◆ **Task to carry out**: When you reach the line that contains "Point to the dog's front", begin copying exactly, and continue through the last line of the data; no pictures belong in the copy.

◆ **Given entries**:
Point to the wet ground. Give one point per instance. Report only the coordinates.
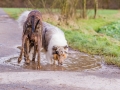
(76, 61)
(80, 71)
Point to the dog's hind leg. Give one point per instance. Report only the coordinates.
(22, 50)
(39, 48)
(35, 50)
(27, 51)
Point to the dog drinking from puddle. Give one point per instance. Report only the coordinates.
(53, 41)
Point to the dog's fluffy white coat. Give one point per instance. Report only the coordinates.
(57, 36)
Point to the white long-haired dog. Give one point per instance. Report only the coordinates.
(53, 41)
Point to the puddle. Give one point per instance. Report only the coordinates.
(76, 61)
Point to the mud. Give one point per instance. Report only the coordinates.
(76, 61)
(80, 71)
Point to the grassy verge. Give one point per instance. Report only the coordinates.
(94, 36)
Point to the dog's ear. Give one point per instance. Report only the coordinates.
(65, 47)
(54, 47)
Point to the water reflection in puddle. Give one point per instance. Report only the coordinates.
(76, 61)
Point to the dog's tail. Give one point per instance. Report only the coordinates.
(22, 18)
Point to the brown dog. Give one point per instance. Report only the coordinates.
(32, 37)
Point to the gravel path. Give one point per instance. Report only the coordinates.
(14, 78)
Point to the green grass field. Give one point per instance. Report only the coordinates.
(100, 36)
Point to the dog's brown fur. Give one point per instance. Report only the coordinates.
(59, 54)
(32, 36)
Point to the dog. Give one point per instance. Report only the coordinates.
(53, 41)
(32, 36)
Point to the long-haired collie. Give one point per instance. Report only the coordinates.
(53, 41)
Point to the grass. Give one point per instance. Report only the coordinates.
(100, 36)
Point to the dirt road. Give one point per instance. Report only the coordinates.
(17, 78)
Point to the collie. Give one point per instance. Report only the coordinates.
(53, 41)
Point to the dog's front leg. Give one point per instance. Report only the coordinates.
(35, 50)
(22, 50)
(27, 51)
(39, 48)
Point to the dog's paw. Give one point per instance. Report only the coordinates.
(27, 61)
(19, 60)
(38, 67)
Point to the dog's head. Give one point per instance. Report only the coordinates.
(60, 53)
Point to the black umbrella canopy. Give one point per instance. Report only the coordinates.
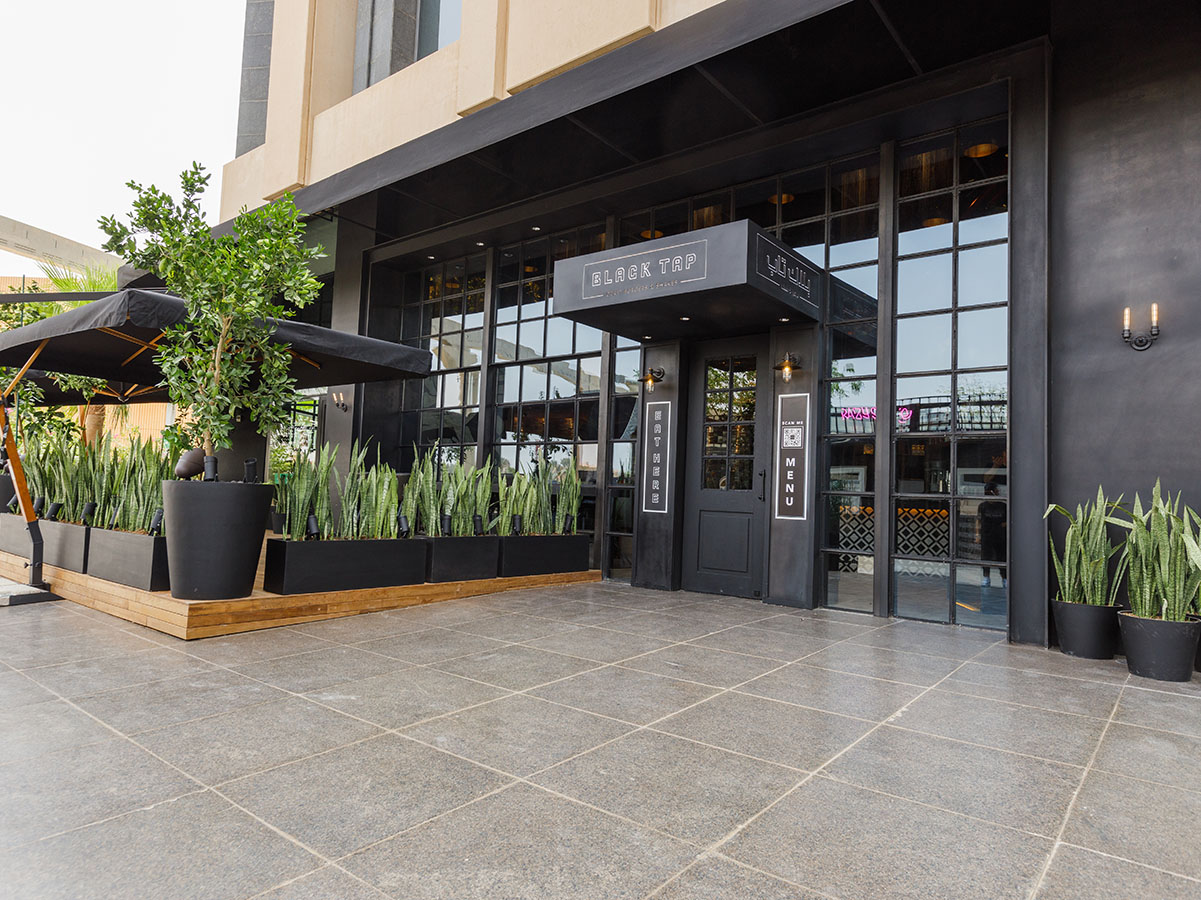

◆ **Reply**:
Point to the dog's front leg. Give one point per instance. Report only the coordinates.
(35, 50)
(22, 50)
(27, 51)
(39, 48)
Point to the dog's paw. Give one point per instance. Report only the coordinates.
(27, 61)
(19, 60)
(38, 67)
Point to the dog's head. Give one point per instance. Report only the coordinates.
(60, 53)
Point to the black umbrella canopy. Give one point per instance. Report only the coordinates.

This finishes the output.